문제 내용:
모든 항목에서 "folded cloth" 표현을 "folded towel" 표현으로 고치고 나머지는 그대로 둔 채 다시 적어 줄 수 있나요? 그림은 답에서 빼 주세요.

연습 자료:
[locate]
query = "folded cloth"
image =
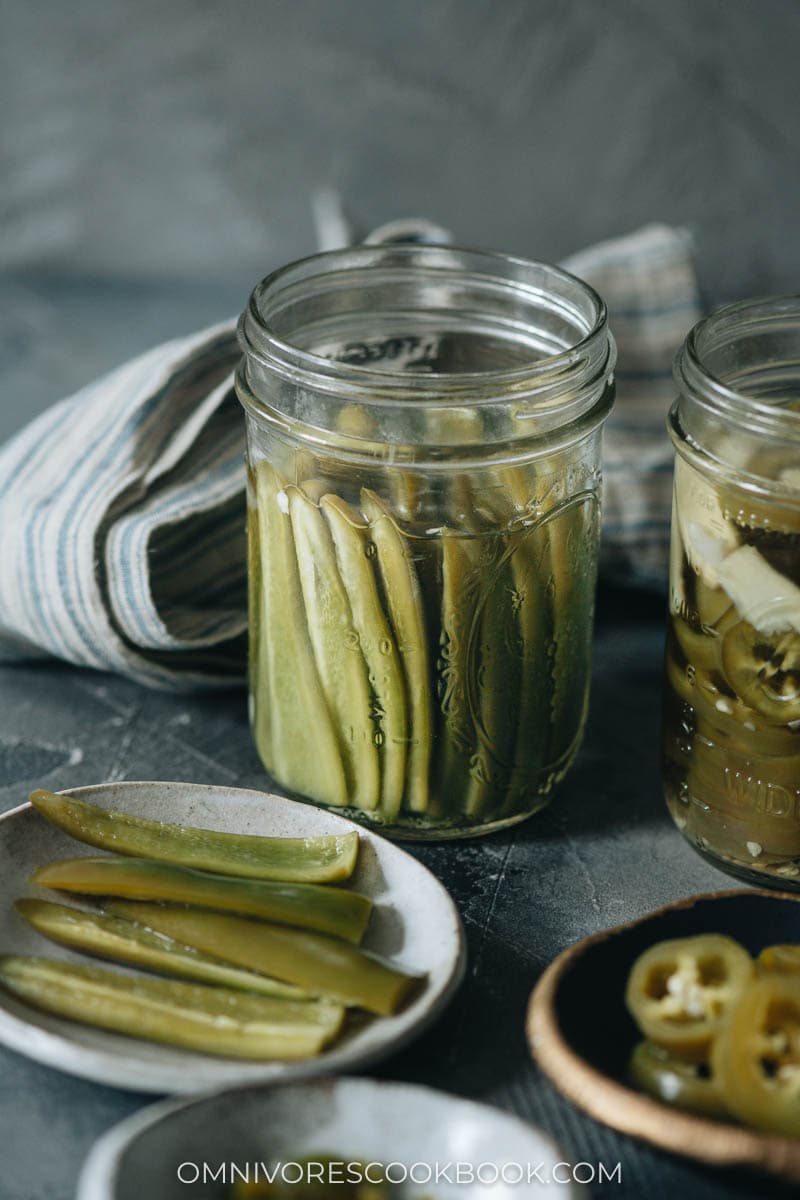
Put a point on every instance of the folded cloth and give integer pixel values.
(122, 507)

작업 결과:
[locate]
query = "folded towel"
image =
Put a point on every instance of the folded towel and give integer pixel values.
(122, 507)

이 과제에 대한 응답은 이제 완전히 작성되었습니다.